Stored items from a collection

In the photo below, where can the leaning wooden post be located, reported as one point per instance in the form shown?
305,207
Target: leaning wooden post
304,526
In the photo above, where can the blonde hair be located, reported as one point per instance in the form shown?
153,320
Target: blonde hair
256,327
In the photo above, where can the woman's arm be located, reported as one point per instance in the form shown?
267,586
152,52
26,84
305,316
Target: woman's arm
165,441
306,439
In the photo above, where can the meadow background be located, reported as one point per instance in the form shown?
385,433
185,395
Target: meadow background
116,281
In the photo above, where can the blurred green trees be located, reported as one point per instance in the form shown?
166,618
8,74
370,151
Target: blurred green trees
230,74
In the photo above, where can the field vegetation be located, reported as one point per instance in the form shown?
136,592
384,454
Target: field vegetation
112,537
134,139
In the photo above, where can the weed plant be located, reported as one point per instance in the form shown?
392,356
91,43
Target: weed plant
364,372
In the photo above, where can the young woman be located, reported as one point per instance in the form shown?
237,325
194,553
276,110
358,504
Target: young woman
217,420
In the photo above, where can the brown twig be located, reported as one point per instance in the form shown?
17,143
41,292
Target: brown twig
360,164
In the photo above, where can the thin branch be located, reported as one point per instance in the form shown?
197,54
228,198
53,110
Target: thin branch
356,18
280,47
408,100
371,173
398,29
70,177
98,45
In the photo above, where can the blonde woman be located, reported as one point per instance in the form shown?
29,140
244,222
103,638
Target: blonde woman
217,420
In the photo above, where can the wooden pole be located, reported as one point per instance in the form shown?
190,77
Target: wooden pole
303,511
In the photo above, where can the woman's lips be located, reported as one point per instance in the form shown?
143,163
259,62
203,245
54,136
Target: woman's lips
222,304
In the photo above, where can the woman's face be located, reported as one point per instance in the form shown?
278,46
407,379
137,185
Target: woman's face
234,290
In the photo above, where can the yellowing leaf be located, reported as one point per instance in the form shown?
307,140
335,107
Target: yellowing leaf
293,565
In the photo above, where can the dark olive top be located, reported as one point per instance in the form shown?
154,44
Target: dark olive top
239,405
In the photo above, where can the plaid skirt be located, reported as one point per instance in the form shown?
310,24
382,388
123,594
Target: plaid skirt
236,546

* _What is expected_: Word for word, restate only the lines from the one containing "Target: wooden pole" through the last line of the entries, with both ends kept.

* _Your solution_:
Target: wooden pole
303,511
In the photo above, where can the woman's lips be located, reported as one point per instance in the form shown?
143,163
259,62
203,245
54,136
Target: woman's lips
222,304
In the photo above, where can the woman's face be located, reported as one point per instance in the form shown?
278,46
407,379
137,185
Target: woman's face
234,290
In the photo above, where can the yellowing leaf be located, reported as one point per instance in the form shown?
307,140
335,107
Target: yellowing leaf
293,565
In the photo above, where can the dark olive top be located, reported as one point per instance in the form shown?
154,44
Target: dark olive top
239,405
In the photo above, where can the plaid skirt be located, reported as one point per instance in the form shown?
310,24
382,388
123,594
Target: plaid skirt
236,546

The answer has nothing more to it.